-- Start of RECORDS FOR PROCESSING --

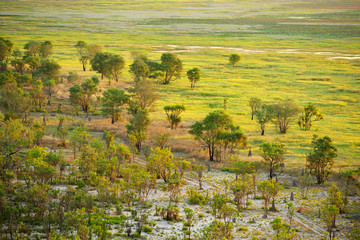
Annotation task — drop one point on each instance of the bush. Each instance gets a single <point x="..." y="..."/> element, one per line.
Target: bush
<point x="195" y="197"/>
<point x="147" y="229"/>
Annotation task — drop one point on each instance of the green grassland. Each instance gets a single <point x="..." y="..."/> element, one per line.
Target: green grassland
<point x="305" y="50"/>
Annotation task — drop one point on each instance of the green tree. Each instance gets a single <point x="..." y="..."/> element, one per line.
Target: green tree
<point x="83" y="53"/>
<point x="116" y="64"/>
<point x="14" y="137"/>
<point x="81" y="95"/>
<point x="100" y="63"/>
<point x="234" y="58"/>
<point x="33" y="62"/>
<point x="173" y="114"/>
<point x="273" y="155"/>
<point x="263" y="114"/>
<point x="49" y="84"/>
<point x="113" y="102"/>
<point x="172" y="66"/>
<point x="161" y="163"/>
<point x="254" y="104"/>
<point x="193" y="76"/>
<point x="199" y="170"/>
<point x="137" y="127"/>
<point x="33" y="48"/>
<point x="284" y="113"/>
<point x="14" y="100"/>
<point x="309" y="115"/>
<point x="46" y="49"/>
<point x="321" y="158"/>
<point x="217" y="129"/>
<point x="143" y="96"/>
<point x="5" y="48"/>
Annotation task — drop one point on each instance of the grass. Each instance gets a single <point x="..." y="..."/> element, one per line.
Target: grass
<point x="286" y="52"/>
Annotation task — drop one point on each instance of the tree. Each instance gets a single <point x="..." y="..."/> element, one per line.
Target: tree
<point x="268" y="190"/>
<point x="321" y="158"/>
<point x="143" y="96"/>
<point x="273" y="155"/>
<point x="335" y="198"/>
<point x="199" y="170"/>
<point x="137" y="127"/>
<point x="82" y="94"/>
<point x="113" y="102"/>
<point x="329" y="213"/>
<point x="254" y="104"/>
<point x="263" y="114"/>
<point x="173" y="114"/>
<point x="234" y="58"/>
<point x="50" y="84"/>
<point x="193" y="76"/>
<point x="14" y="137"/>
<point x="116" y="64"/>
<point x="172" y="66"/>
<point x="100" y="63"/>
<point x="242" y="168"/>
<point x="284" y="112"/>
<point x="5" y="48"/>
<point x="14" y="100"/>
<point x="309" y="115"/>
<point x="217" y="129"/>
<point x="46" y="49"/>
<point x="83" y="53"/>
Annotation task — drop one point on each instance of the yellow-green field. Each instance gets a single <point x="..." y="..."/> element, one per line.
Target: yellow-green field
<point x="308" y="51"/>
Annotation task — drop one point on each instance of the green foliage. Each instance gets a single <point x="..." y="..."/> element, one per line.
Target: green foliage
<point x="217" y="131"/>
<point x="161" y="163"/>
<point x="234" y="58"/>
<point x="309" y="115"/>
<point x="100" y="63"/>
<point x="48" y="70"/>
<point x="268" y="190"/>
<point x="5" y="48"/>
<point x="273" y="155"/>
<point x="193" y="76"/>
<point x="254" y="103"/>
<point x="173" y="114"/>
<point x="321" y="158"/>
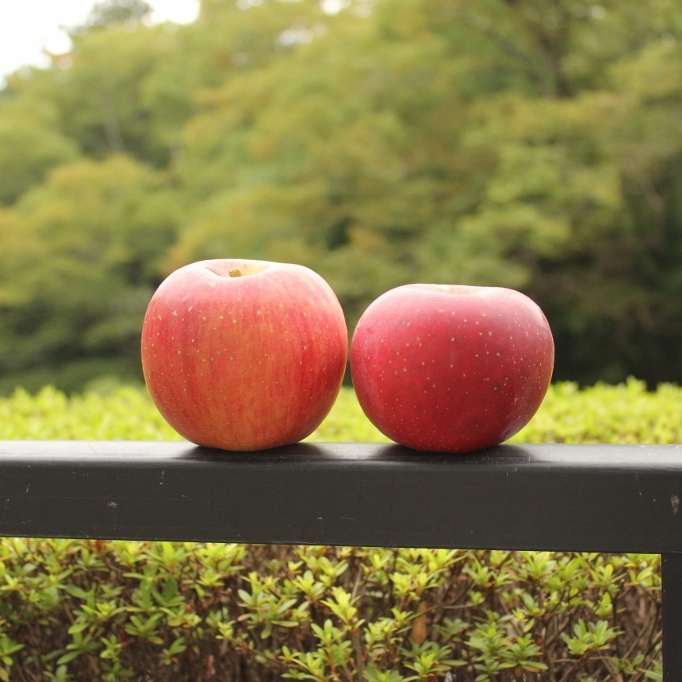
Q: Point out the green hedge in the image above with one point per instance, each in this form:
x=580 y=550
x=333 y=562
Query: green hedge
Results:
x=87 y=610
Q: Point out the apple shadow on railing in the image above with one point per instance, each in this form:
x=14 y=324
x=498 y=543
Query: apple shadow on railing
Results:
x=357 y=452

-- End of RECORDS FOR PROCESSING --

## TO DO
Rewrite the listing above with every "instance" swapped for "occurrence" and nothing else changed, leaving out the pictures.

## SOLUTION FOR THIS TASK
Annotation task — drop one point on each occurrence of the bush. Each occurrence gets a single <point x="..." y="..."/> element, one per line.
Target: bush
<point x="195" y="197"/>
<point x="147" y="229"/>
Annotation task — drop one point on each occurrence of the green grassland. Each occurrence gets a single <point x="..." y="..."/> element, one per line.
Target: green grassland
<point x="305" y="50"/>
Annotation task — drop one point on each occurrence of the green tree. Each occurrence gets a single <point x="..." y="..."/> element, one per line.
Target: green tree
<point x="83" y="53"/>
<point x="116" y="64"/>
<point x="14" y="137"/>
<point x="81" y="95"/>
<point x="100" y="63"/>
<point x="234" y="58"/>
<point x="33" y="62"/>
<point x="173" y="114"/>
<point x="273" y="155"/>
<point x="263" y="114"/>
<point x="49" y="84"/>
<point x="113" y="102"/>
<point x="172" y="66"/>
<point x="161" y="163"/>
<point x="254" y="104"/>
<point x="193" y="76"/>
<point x="199" y="170"/>
<point x="137" y="127"/>
<point x="33" y="48"/>
<point x="284" y="113"/>
<point x="14" y="100"/>
<point x="309" y="115"/>
<point x="46" y="49"/>
<point x="321" y="158"/>
<point x="217" y="129"/>
<point x="143" y="96"/>
<point x="5" y="48"/>
Annotation task — drop one point on each occurrence of the grass. Each occurrence gets a single <point x="..." y="..."/> element, one per line.
Target: grass
<point x="286" y="52"/>
Annotation task — drop one point on each occurrence of the tree. Each occurrence gets a single <point x="..." y="..."/> element, one per line.
Target: tree
<point x="268" y="190"/>
<point x="321" y="158"/>
<point x="143" y="96"/>
<point x="273" y="155"/>
<point x="335" y="198"/>
<point x="199" y="170"/>
<point x="137" y="127"/>
<point x="82" y="94"/>
<point x="113" y="102"/>
<point x="329" y="213"/>
<point x="254" y="104"/>
<point x="263" y="114"/>
<point x="173" y="114"/>
<point x="234" y="58"/>
<point x="50" y="84"/>
<point x="193" y="76"/>
<point x="14" y="137"/>
<point x="116" y="64"/>
<point x="172" y="66"/>
<point x="100" y="63"/>
<point x="242" y="168"/>
<point x="284" y="112"/>
<point x="5" y="48"/>
<point x="14" y="100"/>
<point x="309" y="115"/>
<point x="217" y="129"/>
<point x="46" y="49"/>
<point x="83" y="53"/>
Annotation task — drop one point on each occurrence of the yellow-green field. Each occurrence gets a single <point x="..." y="..."/> element, one per line.
Target: yellow-green field
<point x="308" y="51"/>
Annotation task — drop one point on each occurrence of the green foliage. Each occurrence gets a single <point x="..." y="..."/> element, one per line.
Target: green foliage
<point x="217" y="131"/>
<point x="161" y="163"/>
<point x="234" y="58"/>
<point x="309" y="115"/>
<point x="100" y="63"/>
<point x="48" y="70"/>
<point x="268" y="190"/>
<point x="5" y="48"/>
<point x="273" y="155"/>
<point x="193" y="76"/>
<point x="254" y="103"/>
<point x="173" y="114"/>
<point x="321" y="158"/>
Q: Point out the green hedge in the image above with one point per occurrence, each in this form:
x=580 y=550
x=333 y=562
Query: green hedge
Results:
x=87 y=610
Q: Point out the apple shadow on railing in the image above with one point per occurrence, each in this form:
x=14 y=324
x=498 y=543
Query: apple shadow on railing
Results:
x=357 y=452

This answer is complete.